begin EXTRACT
Republic v Land Disputes Tribunal Mukurweini, Senior Resident Magistrate’s Court at Nyeri & Simon Kabachia Karuguri Ex-parte Peter Nyamu Karaguri & Muhari Karaguri [2014] KEHC 5341 (KLR)
Full Case Text
REPUBLIC OF KENYA
IN THE HIGH COURT OF KENYA AT NAIROBI
MISC CIVIL APPLICATION NO. 405 OF 2007
REPUBLIC ......................................................................................APPLICANT
VERSUS
1. IN THE MATTER OF THE LAND DISPUTES TRIBUNAL MUKURWEINI
2. THE SENIOR RESIDENT MAGISTRATE’S COURT AT NYERI
3. SIMON KABACHIA KARUGURI.............................RESPONDENTS
EXPARTE:
PETER NYAMU KARAGURI
MUHARI KARAGURI
JUDGEMENT
By a Motion on Notice dated 30th April 2007, the ex parte applicants herein, Peter Nyamu KaraguriandMuhari Karaguri, seek the following orders:
An order of certiorari to remove unto the High Court and quash an award made by the Land Disputes Tribunal Mukurwe-ini at Mukurwe-ini on the 5th October, 2004 in the Land Disputes Tribunal Case No. 7 of 1999 under the provisions of Land Disputes Tribunal Act 1999 Act No. 18 of 1990 Section 3.
An order of certiorari to remove unto the High Court and quash the award adopted and judgment entered by the Senior Resident Magistrate in Nyeri Civil Case No. 20 of 2001 at Nyeri Chief Magistrate’s court arising from the above award of the Land Disputes Tribunal Case No. 7 of 1999, under the provisions of Land Disputes Tribunal Act 18 of 1990.
Costs of this application be provided for.
The Motion was based on the Statutory Statement filed with the application for leave on 24th April, 2007. The facts according to the said Statement were as follows:
The original suit-land Gikondi/Gikondi/609 measuring about 11 acres was registered under and owned by Muhuri Karuguri and Peter Nyamu Karuguri.
The ex-parte applicants reside on the suit land where they have constructed houses and dwellings. The suit land was subdivided and gave rise to Gikondi/Gikondi/ 1787 and 1788 respectively and the same is owned and registered in favour of the ex-parte applicants herein whereas Simon Kabachia Karaguri brother to the ex-parte applicants is the registered owner Gikondi/Gikondi/589 which land was given to him by the late father of the ex-parte applicants herein.
The Mukurwe-ini Land Disputes Tribunal heard the ex-parte applicants and the 3rd respondent and made orders to subdivide the suit-land into three (3) portions one amongst whom was the ex-parte applicant herein.
end EXTRACT
▶ PROMPT 1
From the heading of the judgment on the Gikondi land dispute, list the parties named as respondents.
▶ PROMPT 2
In the judgment on the Gikondi land dispute, reproduce the passage starting at "The Mukurwe-ini Land" and ending at "ex-parte applicant herein.", swapping "subdivide" for "divide".
▶ PROMPT 3
Write the next part of the judgment on the Gikondi land dispute, picking up after its final sentence.
begin DATA PROVIDED
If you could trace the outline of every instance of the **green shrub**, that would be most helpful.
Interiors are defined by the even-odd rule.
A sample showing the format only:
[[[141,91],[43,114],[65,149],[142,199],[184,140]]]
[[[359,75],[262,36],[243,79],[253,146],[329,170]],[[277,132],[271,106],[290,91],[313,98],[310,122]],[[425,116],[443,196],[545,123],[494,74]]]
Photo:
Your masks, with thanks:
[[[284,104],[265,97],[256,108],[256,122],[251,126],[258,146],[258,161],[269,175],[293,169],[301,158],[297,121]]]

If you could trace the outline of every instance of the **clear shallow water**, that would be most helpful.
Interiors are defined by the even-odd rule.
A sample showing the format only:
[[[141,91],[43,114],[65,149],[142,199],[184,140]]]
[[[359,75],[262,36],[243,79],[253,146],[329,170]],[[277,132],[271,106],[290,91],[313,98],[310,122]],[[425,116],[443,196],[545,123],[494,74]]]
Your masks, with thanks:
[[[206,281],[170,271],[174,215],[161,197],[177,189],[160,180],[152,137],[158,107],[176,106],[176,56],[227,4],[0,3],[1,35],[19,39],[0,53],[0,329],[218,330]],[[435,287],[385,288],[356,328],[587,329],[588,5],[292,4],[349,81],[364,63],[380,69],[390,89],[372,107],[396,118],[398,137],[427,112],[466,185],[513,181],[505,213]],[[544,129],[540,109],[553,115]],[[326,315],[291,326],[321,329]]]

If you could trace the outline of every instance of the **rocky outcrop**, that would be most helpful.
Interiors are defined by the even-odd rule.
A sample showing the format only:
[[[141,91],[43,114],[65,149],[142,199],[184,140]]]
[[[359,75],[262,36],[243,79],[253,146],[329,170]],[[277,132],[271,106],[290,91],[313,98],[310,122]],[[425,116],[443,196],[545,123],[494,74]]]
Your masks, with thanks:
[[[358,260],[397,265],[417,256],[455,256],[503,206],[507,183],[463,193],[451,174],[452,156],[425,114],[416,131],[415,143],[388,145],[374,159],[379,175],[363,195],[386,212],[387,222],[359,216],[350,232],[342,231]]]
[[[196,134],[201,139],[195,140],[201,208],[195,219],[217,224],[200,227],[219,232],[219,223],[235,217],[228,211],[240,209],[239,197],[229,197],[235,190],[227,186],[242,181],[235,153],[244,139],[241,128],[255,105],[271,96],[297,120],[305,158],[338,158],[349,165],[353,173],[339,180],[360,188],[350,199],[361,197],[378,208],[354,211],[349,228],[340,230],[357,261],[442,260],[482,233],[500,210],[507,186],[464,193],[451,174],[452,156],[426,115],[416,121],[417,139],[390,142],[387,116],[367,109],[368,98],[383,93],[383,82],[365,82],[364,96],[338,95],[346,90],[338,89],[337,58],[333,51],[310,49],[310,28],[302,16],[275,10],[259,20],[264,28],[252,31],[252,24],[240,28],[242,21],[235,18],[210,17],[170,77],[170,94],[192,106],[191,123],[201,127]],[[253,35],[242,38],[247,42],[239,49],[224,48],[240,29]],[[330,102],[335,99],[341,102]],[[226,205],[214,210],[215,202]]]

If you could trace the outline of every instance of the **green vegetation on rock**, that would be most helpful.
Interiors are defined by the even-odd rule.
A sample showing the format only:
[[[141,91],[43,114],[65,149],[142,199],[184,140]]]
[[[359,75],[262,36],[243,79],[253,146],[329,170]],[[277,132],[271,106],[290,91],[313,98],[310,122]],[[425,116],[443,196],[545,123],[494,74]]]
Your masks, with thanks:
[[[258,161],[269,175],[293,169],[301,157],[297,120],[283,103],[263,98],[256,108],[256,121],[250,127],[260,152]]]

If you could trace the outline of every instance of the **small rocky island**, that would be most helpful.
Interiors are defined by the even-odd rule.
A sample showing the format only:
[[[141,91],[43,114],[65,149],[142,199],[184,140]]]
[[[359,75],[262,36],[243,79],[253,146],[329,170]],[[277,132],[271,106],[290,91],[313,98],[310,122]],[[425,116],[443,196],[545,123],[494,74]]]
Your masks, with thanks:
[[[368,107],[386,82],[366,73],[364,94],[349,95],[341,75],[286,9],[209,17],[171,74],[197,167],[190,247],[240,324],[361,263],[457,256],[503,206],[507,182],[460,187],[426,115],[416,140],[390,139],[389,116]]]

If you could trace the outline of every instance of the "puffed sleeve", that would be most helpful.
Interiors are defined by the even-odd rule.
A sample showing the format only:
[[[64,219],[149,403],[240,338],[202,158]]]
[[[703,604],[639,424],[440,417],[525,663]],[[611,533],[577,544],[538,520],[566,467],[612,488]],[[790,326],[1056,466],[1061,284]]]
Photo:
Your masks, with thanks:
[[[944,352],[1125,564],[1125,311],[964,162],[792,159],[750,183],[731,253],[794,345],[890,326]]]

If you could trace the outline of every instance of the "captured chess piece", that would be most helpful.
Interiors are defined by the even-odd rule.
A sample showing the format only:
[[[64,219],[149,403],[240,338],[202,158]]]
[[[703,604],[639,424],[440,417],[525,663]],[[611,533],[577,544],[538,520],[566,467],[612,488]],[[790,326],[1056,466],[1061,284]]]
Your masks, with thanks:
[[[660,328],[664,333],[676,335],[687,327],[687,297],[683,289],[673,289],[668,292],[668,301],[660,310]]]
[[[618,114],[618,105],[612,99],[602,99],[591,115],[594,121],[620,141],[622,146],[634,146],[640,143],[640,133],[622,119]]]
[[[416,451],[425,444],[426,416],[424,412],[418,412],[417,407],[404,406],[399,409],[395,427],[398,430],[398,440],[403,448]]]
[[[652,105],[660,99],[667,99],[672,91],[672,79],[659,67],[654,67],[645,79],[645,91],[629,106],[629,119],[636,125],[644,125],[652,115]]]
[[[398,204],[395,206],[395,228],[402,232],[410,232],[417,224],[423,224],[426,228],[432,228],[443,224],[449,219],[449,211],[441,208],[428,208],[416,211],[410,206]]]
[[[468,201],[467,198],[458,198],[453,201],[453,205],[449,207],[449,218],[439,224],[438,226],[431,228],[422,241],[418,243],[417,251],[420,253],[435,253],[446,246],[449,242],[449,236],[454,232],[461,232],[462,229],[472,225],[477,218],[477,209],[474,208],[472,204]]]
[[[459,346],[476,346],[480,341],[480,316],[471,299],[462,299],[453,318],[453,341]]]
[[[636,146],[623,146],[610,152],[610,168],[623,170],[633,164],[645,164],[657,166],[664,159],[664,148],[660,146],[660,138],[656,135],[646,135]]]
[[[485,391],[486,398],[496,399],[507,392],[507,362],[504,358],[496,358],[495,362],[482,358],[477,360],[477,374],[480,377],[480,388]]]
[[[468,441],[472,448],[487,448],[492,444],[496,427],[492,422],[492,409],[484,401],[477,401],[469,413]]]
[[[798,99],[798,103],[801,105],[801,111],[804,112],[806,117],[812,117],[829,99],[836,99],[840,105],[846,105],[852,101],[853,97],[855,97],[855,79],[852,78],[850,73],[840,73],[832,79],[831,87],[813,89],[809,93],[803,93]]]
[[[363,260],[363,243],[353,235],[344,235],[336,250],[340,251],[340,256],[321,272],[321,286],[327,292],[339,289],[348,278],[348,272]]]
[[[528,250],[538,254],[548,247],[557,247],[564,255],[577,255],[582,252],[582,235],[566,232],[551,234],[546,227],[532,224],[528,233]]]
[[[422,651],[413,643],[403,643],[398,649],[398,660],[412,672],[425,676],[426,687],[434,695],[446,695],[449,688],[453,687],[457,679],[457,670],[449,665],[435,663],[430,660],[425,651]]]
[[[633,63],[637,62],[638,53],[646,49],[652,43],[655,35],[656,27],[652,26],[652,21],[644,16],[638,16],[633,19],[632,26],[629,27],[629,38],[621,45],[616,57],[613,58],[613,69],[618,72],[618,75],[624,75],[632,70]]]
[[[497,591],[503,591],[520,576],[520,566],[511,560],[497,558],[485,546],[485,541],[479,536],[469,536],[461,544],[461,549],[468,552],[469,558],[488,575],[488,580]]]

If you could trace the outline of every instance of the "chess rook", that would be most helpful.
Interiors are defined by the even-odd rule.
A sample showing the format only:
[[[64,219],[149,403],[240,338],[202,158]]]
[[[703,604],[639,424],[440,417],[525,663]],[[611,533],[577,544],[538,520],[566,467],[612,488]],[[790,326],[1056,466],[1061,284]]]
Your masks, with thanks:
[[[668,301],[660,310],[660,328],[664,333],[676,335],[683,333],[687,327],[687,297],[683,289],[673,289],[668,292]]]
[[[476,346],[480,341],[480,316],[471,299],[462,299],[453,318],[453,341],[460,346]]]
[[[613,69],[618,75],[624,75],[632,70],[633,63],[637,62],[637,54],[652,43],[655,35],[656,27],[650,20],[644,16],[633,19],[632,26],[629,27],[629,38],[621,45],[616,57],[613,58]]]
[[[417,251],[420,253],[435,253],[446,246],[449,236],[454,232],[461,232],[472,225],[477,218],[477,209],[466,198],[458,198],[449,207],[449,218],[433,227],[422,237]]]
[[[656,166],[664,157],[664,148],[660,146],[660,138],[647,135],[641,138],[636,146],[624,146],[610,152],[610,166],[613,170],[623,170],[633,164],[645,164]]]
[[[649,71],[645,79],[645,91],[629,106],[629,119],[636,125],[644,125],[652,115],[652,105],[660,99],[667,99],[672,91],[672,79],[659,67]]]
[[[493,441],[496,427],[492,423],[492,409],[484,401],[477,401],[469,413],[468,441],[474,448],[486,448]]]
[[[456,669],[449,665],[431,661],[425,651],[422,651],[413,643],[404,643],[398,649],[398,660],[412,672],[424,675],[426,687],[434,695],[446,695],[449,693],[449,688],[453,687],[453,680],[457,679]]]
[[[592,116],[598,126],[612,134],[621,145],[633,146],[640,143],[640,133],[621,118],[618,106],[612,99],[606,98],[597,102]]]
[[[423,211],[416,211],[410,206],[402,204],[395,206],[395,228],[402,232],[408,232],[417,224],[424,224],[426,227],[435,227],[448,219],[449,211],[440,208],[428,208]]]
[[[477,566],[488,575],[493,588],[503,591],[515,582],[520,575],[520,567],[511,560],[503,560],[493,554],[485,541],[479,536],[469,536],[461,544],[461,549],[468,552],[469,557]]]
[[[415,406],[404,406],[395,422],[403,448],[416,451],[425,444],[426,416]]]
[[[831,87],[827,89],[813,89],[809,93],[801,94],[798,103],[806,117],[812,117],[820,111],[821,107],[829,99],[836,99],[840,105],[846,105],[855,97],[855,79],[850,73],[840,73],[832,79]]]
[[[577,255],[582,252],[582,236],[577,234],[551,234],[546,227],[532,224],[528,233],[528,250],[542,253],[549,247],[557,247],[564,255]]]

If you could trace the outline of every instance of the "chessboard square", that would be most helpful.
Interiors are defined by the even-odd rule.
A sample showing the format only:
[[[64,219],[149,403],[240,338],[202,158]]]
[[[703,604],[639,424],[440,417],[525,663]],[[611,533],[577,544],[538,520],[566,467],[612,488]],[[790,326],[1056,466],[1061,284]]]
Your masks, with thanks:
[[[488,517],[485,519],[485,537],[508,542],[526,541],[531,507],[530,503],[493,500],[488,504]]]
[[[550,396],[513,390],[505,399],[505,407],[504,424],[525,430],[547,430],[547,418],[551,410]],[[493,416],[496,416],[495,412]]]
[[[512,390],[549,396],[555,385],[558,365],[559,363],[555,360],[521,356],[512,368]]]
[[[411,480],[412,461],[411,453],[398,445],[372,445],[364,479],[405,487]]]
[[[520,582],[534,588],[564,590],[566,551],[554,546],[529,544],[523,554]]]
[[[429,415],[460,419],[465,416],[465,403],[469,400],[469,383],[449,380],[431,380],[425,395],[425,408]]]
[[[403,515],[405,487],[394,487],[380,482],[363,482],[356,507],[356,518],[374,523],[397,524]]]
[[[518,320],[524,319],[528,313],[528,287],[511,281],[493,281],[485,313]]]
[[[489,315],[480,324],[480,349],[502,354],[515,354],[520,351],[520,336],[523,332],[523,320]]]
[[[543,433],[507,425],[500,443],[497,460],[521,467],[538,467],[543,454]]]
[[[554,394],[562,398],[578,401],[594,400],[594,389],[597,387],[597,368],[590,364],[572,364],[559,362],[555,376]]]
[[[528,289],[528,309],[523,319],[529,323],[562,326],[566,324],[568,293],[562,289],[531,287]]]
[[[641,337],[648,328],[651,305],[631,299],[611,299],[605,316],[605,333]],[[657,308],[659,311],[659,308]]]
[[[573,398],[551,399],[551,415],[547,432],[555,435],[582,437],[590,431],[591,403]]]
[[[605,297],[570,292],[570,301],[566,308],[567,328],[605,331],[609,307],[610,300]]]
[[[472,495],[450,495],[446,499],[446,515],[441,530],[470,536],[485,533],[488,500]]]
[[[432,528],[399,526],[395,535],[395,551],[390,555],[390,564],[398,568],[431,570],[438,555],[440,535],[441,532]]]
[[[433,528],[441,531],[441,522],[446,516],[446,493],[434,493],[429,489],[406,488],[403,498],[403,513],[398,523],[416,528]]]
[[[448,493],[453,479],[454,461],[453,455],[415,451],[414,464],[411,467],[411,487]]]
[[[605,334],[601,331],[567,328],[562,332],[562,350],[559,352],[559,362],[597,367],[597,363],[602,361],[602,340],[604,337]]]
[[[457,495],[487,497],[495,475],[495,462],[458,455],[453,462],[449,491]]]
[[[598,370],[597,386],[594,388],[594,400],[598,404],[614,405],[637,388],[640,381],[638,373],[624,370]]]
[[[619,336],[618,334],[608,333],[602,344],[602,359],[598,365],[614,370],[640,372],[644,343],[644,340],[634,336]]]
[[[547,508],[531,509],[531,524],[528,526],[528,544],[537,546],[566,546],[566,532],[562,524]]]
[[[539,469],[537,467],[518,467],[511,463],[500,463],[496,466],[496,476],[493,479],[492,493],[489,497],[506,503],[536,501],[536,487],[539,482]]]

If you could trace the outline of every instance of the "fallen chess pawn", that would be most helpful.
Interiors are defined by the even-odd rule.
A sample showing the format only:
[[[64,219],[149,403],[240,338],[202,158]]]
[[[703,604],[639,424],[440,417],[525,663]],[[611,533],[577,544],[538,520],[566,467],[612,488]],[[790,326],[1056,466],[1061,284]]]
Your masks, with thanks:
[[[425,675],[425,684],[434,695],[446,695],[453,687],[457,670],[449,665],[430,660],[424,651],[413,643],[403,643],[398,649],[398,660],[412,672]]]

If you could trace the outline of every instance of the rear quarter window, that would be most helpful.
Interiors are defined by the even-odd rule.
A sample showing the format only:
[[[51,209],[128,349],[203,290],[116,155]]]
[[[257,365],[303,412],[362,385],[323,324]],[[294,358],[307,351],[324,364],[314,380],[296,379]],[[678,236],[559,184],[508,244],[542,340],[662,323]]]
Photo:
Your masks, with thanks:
end DATA PROVIDED
▶ EXPECTED ANSWER 1
The Land Disputes Tribunal Mukurweini, the Senior Resident Magistrate's Court at Nyeri, and Simon Kabachia Karuguri.

▶ EXPECTED ANSWER 2
The Mukurwe-ini Land Disputes Tribunal heard the ex-parte applicants and the 3rd respondent and made orders to divide the suit-land into three (3) portions one amongst whom was the ex-parte applicant herein.

▶ EXPECTED ANSWER 3
The ruling and orders of the Land Disputes Tribunal aforesaid was effectively meant to bestore title to the applicant and two others which was unlawful and illegal and against the provisions and powers of the Land Disputes Tribunal.
The said ruling, find and purported adoption of the same by the court were bad in law and hence defective ab initio.
The Motion was supported by a verifying affidavit sworn by Peter Nyamu Karaguri on 23rd April, 2007. The said affidavit was a scanty 5 paragraph affidavit which apart from verifying the correctness of the statement and annexing copies of the documents as a bundle did not contain much.
Respondent’s Case
In Response to the application the 3rd Respondent, Simon Kabachia Karuguri filed a replying affidavit sworn on 23rd May, 2007.
According to him, there are other persons i.e. Amina Juma Karanja and Muthoni Mwangi who are directly affected by this application who were parties to the dispute before Mukurwe-ini Land Disputes Tribunal No. 7 of 1999 and Nyeri CM Award No. 20 of 2001.
6. According to him, the application is incompetent and bad in law in that leave to file this application was granted long after expiring of six (6) months i.e. that Mukurwe-ini Land Disputes Tribunal award was delivered on the 11th December 2000; that the ruling in Nyeri CM award No. 20 of 2001 was delivered on 5th October 2004; and that the application for leave was filed in April 2007 and the order to file this application was granted on 25th April 2007.
He took the issue with the fact that the application for leave was not annexed in this application nor was it served upon him as well as the other interested parties.
According to him, the Chief Magistrate court at Nyeri by directing Amina Juma Karanja and Muthoni Mwangi to get their parcels from LR Gikondi/Gikondi/1787 and Gikondi/Gikondi/1788 respectively was meant to maintain the sanctity of the law as the applicants had subdivided LR Gikondi/Gikondi/609 after judgment of the court was delivered and it was meant to defeat the cause of justice and the reason why the court found the subdivision fraudulent.
He deposed that the orders being sought to be quashed had been effectuated and all that remained was processing of the title deeds. He contended that although he did not get any share out of the dispute Amina Juma Karanja and Muthoni Mwangi are entitled to the land.
To him, the applicants are vexatious litigants as presently there are other suits pending in the High Court at Nyeri.
Ex Parte Applicants’ Submissions
On behalf of the applicants it was submitted that the Land disputes Tribunal exceeded its jurisdiction by dividing Land Reference No. Gikondi/Gikondi/609 when it had no powers and/or jurisdiction to subdivide land under section 3 of the Land Disputes Act. It was further submitted that the Tribunal exceeded its jurisdiction and mandate by adjudicating on title suit contrary to the law.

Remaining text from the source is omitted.